[Pointing and labeling listing]
------------------------------------------------------------------------

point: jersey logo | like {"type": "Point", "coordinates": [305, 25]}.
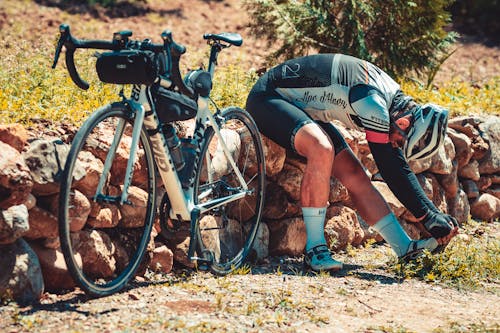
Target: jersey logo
{"type": "Point", "coordinates": [287, 72]}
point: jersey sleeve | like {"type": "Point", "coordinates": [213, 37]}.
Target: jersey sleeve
{"type": "Point", "coordinates": [371, 111]}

------------------------------------------------------------------------

[PROBLEM DETAILS]: Express the listing above as a two-column CSV headed "prompt" and "target," with each text and its answer on one row. Put every value in a quoted field with line breaks replaced by spaces, and leave out the pictures.

[EXERCISE ANSWER]:
prompt,target
"point: jersey logo | like {""type"": ""Point"", ""coordinates"": [305, 25]}. Target: jersey logo","{""type"": ""Point"", ""coordinates"": [287, 72]}"
"point: jersey sleeve | like {""type"": ""Point"", ""coordinates"": [213, 37]}. Target: jersey sleeve","{""type"": ""Point"", ""coordinates"": [371, 111]}"